What to do: Within the listing below, the lines to output run from the one containing "Where can the wooden post" through the one containing "Where can the wooden palisade"; copy them exactly and nothing else.

Supplied records:
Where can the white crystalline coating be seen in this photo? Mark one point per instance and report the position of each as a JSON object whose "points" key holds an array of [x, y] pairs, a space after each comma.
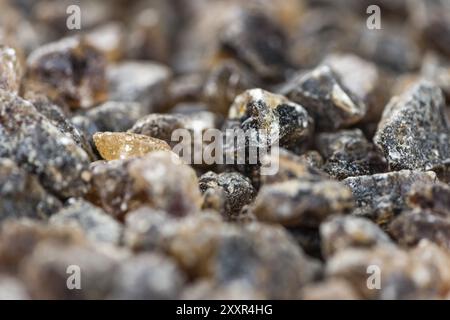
--
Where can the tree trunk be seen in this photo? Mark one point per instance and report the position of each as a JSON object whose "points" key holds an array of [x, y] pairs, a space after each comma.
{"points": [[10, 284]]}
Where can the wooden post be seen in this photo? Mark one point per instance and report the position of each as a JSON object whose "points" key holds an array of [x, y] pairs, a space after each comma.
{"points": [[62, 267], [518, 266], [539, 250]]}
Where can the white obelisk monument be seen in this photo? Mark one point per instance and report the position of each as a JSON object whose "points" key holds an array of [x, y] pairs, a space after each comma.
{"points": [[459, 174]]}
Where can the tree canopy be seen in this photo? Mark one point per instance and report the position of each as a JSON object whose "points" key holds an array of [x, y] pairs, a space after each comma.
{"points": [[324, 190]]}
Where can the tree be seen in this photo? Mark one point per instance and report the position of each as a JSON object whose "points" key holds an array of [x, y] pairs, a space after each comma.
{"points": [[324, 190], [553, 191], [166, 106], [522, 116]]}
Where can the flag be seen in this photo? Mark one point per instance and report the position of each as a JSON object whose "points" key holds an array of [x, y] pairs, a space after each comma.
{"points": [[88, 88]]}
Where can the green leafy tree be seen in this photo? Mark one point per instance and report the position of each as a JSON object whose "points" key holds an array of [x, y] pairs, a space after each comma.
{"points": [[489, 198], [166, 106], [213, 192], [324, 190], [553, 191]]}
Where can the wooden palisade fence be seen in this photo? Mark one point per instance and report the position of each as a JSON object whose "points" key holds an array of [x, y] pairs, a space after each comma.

Your response:
Where can the wooden post be seen in this photo? Mark one point per instance and report the position of each as a JSON object whose "points" key holds an array of [x, y] pairs, a space after each comma.
{"points": [[62, 267], [518, 266], [539, 250]]}
Where can the white obelisk monument be seen in this photo? Mark one point per instance and report the position of each as a JSON object whose "points" key holds an array of [x, y] pairs, a space after each comma.
{"points": [[459, 174]]}
Where can the tree canopy be seen in this photo? Mark one point per instance and report the position of each as a JSON object whose "points" key holds an array of [x, y] pairs, a space after each comma.
{"points": [[324, 190]]}
Where can the tree be seen in this photo? Mark one point per instance and report the position of each as a JSON object whose "points" key holds an array of [x, y] pairs, a space after each comma.
{"points": [[324, 190], [553, 191], [166, 106], [522, 116]]}
Where can the flag be seen in this photo? Mark one point per instance and report the position of each as a JSON object whose "points" key holds an array of [x, y] pairs, a space after each comma.
{"points": [[88, 88]]}
Where can the green leafy tree be seen in this photo? Mark one point per instance and report the position of each as a JSON object whose "points" key holds an array of [x, y] pairs, a space after each comma.
{"points": [[489, 198], [166, 106], [213, 192], [324, 190], [553, 191]]}
Where can the wooden palisade fence be seen in this photo? Mark one point per instance and report the position of each as a JSON object whose "points" key holds an array of [x, y] pairs, a space after each comma.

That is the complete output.